▶ [What you have to do] Render everything from the line containing "Guideline: for each instance of the wooden side" down to the final row, inclusive, as a numbered list, omitting any blank lines.

[Entries for labeling object positions]
* Begin *

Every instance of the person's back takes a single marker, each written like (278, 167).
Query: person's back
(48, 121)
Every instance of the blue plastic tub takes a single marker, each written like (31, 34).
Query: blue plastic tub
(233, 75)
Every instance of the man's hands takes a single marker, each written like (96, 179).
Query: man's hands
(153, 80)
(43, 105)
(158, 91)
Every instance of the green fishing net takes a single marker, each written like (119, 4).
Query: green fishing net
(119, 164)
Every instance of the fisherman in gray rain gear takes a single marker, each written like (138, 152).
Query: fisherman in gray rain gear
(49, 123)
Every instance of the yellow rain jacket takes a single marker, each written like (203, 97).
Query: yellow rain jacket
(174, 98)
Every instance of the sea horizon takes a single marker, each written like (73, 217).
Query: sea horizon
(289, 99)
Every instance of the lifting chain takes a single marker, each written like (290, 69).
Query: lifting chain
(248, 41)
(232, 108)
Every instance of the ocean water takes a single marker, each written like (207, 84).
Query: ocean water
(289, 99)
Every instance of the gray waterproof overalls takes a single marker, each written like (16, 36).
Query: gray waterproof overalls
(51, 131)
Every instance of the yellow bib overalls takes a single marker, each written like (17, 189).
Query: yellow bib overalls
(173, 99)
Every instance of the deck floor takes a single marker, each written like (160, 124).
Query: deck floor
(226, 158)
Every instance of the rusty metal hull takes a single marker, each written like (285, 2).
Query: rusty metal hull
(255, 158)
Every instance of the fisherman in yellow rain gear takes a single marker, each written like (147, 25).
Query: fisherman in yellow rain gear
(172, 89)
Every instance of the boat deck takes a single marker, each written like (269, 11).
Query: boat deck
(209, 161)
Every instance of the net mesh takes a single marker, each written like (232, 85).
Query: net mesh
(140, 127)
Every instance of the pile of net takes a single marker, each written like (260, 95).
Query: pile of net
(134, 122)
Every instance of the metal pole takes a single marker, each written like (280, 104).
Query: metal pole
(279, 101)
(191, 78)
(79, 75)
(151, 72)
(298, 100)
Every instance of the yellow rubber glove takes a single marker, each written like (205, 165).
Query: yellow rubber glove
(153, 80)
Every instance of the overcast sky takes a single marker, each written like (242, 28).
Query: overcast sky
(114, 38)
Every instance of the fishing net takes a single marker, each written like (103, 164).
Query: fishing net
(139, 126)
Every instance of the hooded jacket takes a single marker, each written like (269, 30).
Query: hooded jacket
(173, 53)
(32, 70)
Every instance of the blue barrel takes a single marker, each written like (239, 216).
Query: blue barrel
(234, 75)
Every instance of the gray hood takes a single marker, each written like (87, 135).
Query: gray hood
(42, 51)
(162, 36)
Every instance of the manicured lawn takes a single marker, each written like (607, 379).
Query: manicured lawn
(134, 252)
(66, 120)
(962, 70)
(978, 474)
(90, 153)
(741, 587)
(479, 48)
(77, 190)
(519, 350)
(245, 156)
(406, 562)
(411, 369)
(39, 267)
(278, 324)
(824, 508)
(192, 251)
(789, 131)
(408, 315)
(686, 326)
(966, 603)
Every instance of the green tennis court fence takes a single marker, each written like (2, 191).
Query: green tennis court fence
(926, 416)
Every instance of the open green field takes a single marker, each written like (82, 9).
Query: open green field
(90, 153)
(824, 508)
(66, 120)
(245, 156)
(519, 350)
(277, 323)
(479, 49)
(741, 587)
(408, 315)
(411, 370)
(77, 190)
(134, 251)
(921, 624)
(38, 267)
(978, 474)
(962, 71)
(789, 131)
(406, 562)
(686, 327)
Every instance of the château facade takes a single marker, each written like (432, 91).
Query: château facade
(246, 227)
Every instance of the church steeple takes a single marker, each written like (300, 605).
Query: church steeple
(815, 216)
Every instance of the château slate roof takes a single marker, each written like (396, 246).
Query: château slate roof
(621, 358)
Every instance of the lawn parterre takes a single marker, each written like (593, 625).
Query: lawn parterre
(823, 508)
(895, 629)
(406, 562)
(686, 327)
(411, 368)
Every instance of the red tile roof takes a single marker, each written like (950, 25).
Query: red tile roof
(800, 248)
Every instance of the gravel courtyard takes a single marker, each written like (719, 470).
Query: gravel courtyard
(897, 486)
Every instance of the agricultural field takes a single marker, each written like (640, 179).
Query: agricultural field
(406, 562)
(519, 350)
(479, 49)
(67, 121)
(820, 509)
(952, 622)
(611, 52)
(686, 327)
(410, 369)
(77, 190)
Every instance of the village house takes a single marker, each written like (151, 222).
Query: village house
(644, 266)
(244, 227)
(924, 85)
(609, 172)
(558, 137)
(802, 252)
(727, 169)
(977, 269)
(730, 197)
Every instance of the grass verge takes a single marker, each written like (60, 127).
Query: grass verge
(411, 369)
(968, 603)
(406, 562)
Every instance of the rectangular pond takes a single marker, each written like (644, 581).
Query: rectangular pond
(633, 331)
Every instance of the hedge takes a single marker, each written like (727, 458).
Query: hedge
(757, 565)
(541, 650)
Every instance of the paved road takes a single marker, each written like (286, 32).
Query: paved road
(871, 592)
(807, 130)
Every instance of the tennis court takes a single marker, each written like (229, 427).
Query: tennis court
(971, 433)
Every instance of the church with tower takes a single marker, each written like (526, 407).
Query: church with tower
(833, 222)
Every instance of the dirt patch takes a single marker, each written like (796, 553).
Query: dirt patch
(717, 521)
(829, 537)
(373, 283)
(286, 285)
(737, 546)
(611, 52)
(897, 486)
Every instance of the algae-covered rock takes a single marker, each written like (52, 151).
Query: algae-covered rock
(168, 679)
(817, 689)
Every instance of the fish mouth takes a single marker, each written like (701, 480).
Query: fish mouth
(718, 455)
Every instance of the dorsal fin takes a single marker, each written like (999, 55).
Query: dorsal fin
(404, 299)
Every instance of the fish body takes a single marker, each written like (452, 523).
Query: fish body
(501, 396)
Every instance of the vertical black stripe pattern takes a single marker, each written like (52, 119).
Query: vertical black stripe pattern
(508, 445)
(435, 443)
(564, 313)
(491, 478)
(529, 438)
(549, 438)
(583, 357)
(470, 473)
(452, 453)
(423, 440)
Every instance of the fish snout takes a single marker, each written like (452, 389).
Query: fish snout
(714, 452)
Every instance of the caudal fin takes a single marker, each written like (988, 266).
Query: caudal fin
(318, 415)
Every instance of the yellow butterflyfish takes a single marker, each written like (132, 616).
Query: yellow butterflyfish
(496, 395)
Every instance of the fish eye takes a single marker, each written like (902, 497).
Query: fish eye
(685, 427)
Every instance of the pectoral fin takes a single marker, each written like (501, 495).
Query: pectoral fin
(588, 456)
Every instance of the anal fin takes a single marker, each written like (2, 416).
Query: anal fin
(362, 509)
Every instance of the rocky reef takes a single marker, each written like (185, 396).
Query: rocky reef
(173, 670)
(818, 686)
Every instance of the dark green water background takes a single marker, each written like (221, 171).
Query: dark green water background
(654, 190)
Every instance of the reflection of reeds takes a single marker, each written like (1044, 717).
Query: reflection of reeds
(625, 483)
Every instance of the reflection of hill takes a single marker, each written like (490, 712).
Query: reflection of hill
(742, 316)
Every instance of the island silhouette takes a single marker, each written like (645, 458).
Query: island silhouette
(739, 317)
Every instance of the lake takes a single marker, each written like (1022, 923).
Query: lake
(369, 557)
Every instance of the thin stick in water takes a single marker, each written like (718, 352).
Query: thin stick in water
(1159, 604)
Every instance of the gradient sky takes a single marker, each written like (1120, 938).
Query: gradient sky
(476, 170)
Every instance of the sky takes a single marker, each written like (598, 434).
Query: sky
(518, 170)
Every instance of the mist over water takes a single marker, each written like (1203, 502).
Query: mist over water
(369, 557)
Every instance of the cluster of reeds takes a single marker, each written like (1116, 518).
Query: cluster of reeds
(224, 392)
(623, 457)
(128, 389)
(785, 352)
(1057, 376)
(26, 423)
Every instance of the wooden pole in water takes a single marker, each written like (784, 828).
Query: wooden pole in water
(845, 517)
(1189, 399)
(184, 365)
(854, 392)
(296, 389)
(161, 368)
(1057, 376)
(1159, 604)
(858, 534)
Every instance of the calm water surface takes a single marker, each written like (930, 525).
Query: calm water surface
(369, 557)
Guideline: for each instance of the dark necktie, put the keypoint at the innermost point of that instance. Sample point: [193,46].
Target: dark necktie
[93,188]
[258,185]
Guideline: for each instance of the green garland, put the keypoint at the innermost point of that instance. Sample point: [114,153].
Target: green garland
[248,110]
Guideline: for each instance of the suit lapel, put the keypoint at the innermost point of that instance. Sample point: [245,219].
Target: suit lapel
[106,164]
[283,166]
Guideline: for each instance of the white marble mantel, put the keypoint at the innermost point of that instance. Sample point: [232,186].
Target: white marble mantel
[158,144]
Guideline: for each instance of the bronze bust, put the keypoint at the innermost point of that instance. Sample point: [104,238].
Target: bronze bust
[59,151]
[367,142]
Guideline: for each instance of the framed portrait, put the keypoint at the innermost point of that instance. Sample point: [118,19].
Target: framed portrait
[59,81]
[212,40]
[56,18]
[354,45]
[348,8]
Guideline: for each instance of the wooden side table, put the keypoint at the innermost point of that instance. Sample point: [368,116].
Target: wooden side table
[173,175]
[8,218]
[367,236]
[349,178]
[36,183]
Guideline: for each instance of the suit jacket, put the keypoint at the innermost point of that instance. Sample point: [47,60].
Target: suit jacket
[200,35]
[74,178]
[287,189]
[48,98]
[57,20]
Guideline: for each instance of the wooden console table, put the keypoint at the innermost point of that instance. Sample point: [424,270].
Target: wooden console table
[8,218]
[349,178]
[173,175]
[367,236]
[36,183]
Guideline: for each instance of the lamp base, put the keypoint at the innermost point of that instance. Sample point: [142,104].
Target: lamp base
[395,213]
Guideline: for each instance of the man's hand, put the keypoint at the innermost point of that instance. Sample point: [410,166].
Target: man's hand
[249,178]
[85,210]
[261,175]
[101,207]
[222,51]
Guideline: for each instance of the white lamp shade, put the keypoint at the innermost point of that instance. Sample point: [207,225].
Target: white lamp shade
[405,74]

* End *

▶ [Full output]
1. Guideline: for each instance of the wooden side table, put the keypoint at the innermost point of that instance. Sample point: [368,116].
2. Target: wooden side table
3. [173,175]
4. [8,218]
5. [367,236]
6. [349,178]
7. [36,183]
8. Guideline: for each instance of the suit jacket, put the keypoint at the innermost point of that instance. Sample point: [47,60].
9. Target: suit jacket
10. [200,35]
11. [74,178]
12. [287,189]
13. [48,98]
14. [57,20]
15. Guideline: for each instance of the wooden console table, put the keypoint at the innermost point of that instance. Sample point: [424,270].
16. Target: wooden console table
17. [8,218]
18. [349,178]
19. [173,175]
20. [367,236]
21. [36,183]
22. Guideline: for each instance of the lamp base, put the keypoint at the innermost point of that instance. Sample point: [142,104].
23. Target: lamp base
24. [395,213]
25. Guideline: for each instance of the man's hand, put the keypoint at the innermost point of that instance. Sample point: [410,166].
26. Target: man's hand
27. [249,178]
28. [85,210]
29. [261,175]
30. [101,207]
31. [222,51]
32. Guideline: for each instance of the white lamp shade, put the keypoint at the innermost point of that instance. Sample point: [207,225].
33. Target: white lamp shade
34. [405,74]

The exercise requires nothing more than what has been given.